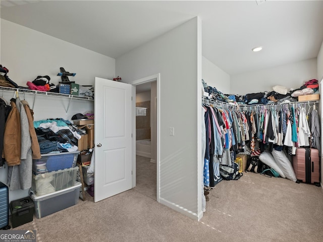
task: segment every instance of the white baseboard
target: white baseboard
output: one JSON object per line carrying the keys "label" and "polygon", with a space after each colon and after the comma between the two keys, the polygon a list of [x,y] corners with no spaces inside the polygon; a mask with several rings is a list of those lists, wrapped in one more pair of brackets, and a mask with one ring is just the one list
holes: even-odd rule
{"label": "white baseboard", "polygon": [[143,152],[142,151],[136,151],[136,155],[143,156],[146,158],[151,158],[151,155],[149,153]]}
{"label": "white baseboard", "polygon": [[[172,203],[164,198],[159,198],[159,203],[195,220],[198,221],[202,217],[201,215],[199,216],[196,213],[193,213],[183,207]],[[202,212],[202,215],[203,212]]]}

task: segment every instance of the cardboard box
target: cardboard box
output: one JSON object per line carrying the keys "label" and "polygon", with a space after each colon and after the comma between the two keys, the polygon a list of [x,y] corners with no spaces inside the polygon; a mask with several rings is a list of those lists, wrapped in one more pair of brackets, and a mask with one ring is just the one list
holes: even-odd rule
{"label": "cardboard box", "polygon": [[319,100],[319,94],[309,94],[298,96],[299,101],[311,101],[314,100]]}
{"label": "cardboard box", "polygon": [[91,163],[91,158],[92,157],[92,153],[88,155],[79,154],[77,157],[77,163],[81,164],[82,166],[88,165]]}
{"label": "cardboard box", "polygon": [[60,83],[57,87],[60,93],[69,94],[71,92],[71,86],[69,84]]}
{"label": "cardboard box", "polygon": [[247,161],[248,161],[248,159],[249,158],[249,155],[245,155],[245,154],[237,154],[237,157],[240,157],[242,159],[242,162],[243,163],[243,169],[242,170],[242,172],[244,172],[246,170],[246,168],[247,168]]}
{"label": "cardboard box", "polygon": [[77,147],[80,151],[83,150],[87,149],[87,134],[81,136],[80,139],[77,142]]}
{"label": "cardboard box", "polygon": [[86,134],[87,134],[87,148],[88,149],[92,148],[94,147],[94,130],[86,130]]}
{"label": "cardboard box", "polygon": [[73,123],[74,125],[78,125],[78,126],[93,125],[94,124],[94,119],[91,119],[91,118],[84,118],[83,119],[74,119],[73,120]]}
{"label": "cardboard box", "polygon": [[71,83],[71,94],[79,95],[79,90],[80,90],[80,85],[75,83]]}

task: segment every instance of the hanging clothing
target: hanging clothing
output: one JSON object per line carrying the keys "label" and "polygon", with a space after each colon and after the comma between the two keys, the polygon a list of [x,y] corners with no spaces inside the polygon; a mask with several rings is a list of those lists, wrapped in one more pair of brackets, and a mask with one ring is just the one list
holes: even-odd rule
{"label": "hanging clothing", "polygon": [[309,120],[311,131],[311,146],[318,150],[318,154],[321,153],[320,125],[317,110],[312,110]]}
{"label": "hanging clothing", "polygon": [[299,146],[309,146],[309,137],[310,131],[306,118],[305,108],[298,108],[299,115],[298,116],[298,139]]}
{"label": "hanging clothing", "polygon": [[5,159],[2,158],[4,150],[4,137],[6,122],[11,110],[11,106],[8,102],[3,98],[0,98],[0,166],[3,166]]}
{"label": "hanging clothing", "polygon": [[16,99],[10,100],[11,110],[6,122],[4,135],[4,157],[8,165],[20,164],[21,152],[21,127],[20,126],[20,113],[17,109]]}
{"label": "hanging clothing", "polygon": [[26,111],[19,97],[16,99],[17,110],[20,113],[21,125],[20,164],[9,166],[7,184],[11,191],[31,188],[32,157],[29,124]]}

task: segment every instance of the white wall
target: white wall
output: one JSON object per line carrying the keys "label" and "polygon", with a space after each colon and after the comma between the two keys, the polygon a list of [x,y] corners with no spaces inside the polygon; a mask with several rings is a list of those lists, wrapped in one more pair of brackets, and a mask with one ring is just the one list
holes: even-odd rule
{"label": "white wall", "polygon": [[208,86],[225,94],[230,93],[230,76],[202,56],[202,78]]}
{"label": "white wall", "polygon": [[136,94],[136,102],[150,101],[150,91]]}
{"label": "white wall", "polygon": [[247,93],[272,91],[279,85],[288,88],[298,88],[306,81],[317,79],[316,58],[291,63],[256,72],[231,76],[232,94]]}
{"label": "white wall", "polygon": [[95,76],[115,77],[115,59],[14,23],[1,20],[2,65],[20,86],[48,75],[58,84],[60,67],[75,73],[69,77],[81,85],[93,85]]}
{"label": "white wall", "polygon": [[317,54],[317,78],[319,82],[323,79],[323,42]]}
{"label": "white wall", "polygon": [[[200,24],[194,18],[117,58],[116,70],[130,83],[160,73],[159,202],[196,219],[202,216],[201,196],[198,198],[201,120],[197,117],[201,105]],[[175,128],[174,136],[170,136],[170,127]]]}
{"label": "white wall", "polygon": [[[95,52],[53,38],[3,19],[1,19],[1,64],[9,69],[8,76],[20,86],[27,87],[38,75],[48,75],[50,82],[58,84],[60,67],[75,72],[70,78],[81,85],[93,85],[95,76],[112,79],[115,76],[115,60]],[[2,95],[3,92],[0,91]],[[71,120],[74,114],[93,110],[93,101],[43,96],[24,96],[32,107],[35,120],[62,117]],[[3,92],[8,100],[14,93]],[[68,110],[68,107],[69,107]],[[0,181],[7,183],[7,168],[0,168]],[[28,196],[28,190],[11,192],[10,201]]]}

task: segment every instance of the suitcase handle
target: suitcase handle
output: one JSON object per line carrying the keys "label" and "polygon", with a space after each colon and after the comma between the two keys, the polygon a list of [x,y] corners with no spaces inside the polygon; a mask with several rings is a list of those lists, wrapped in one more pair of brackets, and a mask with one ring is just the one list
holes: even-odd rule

══════════

Reproduce every one of the entries above word for word, leaving out the pictures.

task: segment every instance of the white baseboard
target: white baseboard
output: one JSON object per line carrying the keys "label" and "polygon", with a space after each colon and after the comma between the two keys, the polygon a list of [x,y] corners with no spaces inside the polygon; a mask with several rings is a list of those lists, wrapped in one more pair of brackets, and a mask with one ring is just the one list
holes: even-odd rule
{"label": "white baseboard", "polygon": [[143,152],[142,151],[136,151],[136,155],[143,156],[146,158],[151,158],[151,155],[149,153]]}
{"label": "white baseboard", "polygon": [[[172,203],[164,198],[159,198],[159,203],[195,220],[198,221],[202,217],[201,215],[199,216],[196,213],[193,213],[183,207]],[[202,212],[202,215],[203,212]]]}

task: segment every instance of the cardboard box
target: cardboard box
output: one JSON object per line carrying the keys "label" and "polygon", with a space after each colon and after the comma between the two keys, the polygon a list of [x,y] corners with no spaces inside the polygon; a mask with several rings is a list of those lists, wrapped in one more pair of brackets, and a mask with one ring is just the one list
holes: even-odd rule
{"label": "cardboard box", "polygon": [[319,100],[319,94],[309,94],[298,96],[299,101],[311,101],[314,100]]}
{"label": "cardboard box", "polygon": [[91,163],[91,158],[92,157],[92,153],[88,155],[79,154],[77,157],[77,163],[81,164],[82,166],[88,165]]}
{"label": "cardboard box", "polygon": [[60,83],[57,87],[60,93],[69,94],[71,92],[71,86],[69,84]]}
{"label": "cardboard box", "polygon": [[247,161],[248,161],[248,159],[249,158],[249,155],[245,155],[245,154],[237,154],[237,157],[240,157],[242,159],[242,162],[243,163],[243,169],[242,170],[242,172],[244,172],[246,170],[246,168],[247,168]]}
{"label": "cardboard box", "polygon": [[77,147],[80,151],[83,150],[87,149],[87,134],[81,136],[80,139],[77,142]]}
{"label": "cardboard box", "polygon": [[86,134],[87,134],[87,148],[88,149],[92,148],[94,147],[94,130],[86,130]]}
{"label": "cardboard box", "polygon": [[73,123],[74,125],[78,125],[78,126],[93,125],[94,124],[94,119],[91,119],[91,118],[84,118],[83,119],[74,119],[73,120]]}
{"label": "cardboard box", "polygon": [[71,83],[71,94],[79,95],[79,90],[80,90],[80,85],[75,83]]}

task: segment every instance of the hanging clothing
target: hanging clothing
output: one JSON object per line carrying the keys "label" and "polygon", with a space after each colon and after the comma between the two keys, the polygon a list of [x,y] corners with no spaces inside the polygon; a mask with several rings is a list of those lists, wrapped in one more pair of brackets, and a mask with one ring is just the one list
holes: even-odd rule
{"label": "hanging clothing", "polygon": [[309,120],[311,131],[311,146],[318,150],[318,154],[321,153],[320,125],[317,110],[312,110]]}
{"label": "hanging clothing", "polygon": [[299,146],[309,146],[309,137],[310,131],[306,118],[305,108],[298,108],[299,115],[298,116],[298,139]]}
{"label": "hanging clothing", "polygon": [[5,159],[2,158],[4,150],[4,137],[6,122],[11,110],[11,106],[8,102],[3,98],[0,98],[0,166],[3,166]]}
{"label": "hanging clothing", "polygon": [[16,99],[10,100],[11,110],[6,122],[4,135],[4,157],[8,165],[20,164],[21,152],[21,127],[20,126],[20,113],[17,109]]}
{"label": "hanging clothing", "polygon": [[26,111],[19,97],[16,99],[17,110],[20,113],[21,125],[20,164],[9,166],[7,184],[11,191],[31,188],[32,157],[29,124]]}

task: segment every instance of the white wall
target: white wall
output: one JSON object per line carrying the keys "label" and "polygon", with a space after each colon and after the comma between the two keys, the polygon a list of [x,y] corners with no spaces inside the polygon; a mask with several rings is a list of those lists, wrapped in one more pair of brackets, and a mask with one ring is just the one list
holes: even-odd rule
{"label": "white wall", "polygon": [[208,86],[225,94],[230,93],[230,76],[202,56],[202,78]]}
{"label": "white wall", "polygon": [[136,94],[136,102],[150,101],[150,91]]}
{"label": "white wall", "polygon": [[247,93],[272,91],[279,85],[288,88],[298,88],[306,81],[317,79],[316,58],[291,63],[256,72],[231,76],[232,94]]}
{"label": "white wall", "polygon": [[95,76],[115,77],[115,59],[14,23],[1,20],[2,65],[20,86],[48,75],[58,84],[60,67],[75,73],[69,77],[81,85],[93,85]]}
{"label": "white wall", "polygon": [[317,54],[317,78],[319,82],[323,79],[323,42]]}
{"label": "white wall", "polygon": [[[200,24],[194,18],[117,58],[116,70],[130,83],[160,73],[159,202],[196,219],[202,216],[201,196],[198,198],[201,120],[197,117],[201,105]],[[175,128],[174,136],[170,136],[170,127]]]}
{"label": "white wall", "polygon": [[[95,52],[53,38],[3,19],[1,19],[1,64],[9,69],[8,76],[20,86],[27,87],[38,75],[48,75],[50,82],[58,84],[60,67],[75,72],[70,78],[81,85],[93,85],[95,76],[112,79],[115,76],[115,60]],[[2,95],[3,92],[0,91]],[[71,120],[74,114],[93,110],[93,101],[43,96],[24,96],[32,107],[35,120],[62,117]],[[3,92],[8,100],[14,93]],[[68,110],[68,107],[69,107]],[[0,181],[7,183],[7,168],[0,168]],[[28,196],[28,190],[11,192],[10,201]]]}

task: segment every instance of the suitcase handle
target: suitcase handle
output: one JSON object per line carrying the keys "label" and "polygon", with a space after each colon and after the comma between the two keys, the polygon a list of [x,y] corners with no spaces inside the polygon; a mask with several rings is a list of those lists, wrapped in one more pair of brackets, and a mask with one ring is just the one list
holes: even-odd rule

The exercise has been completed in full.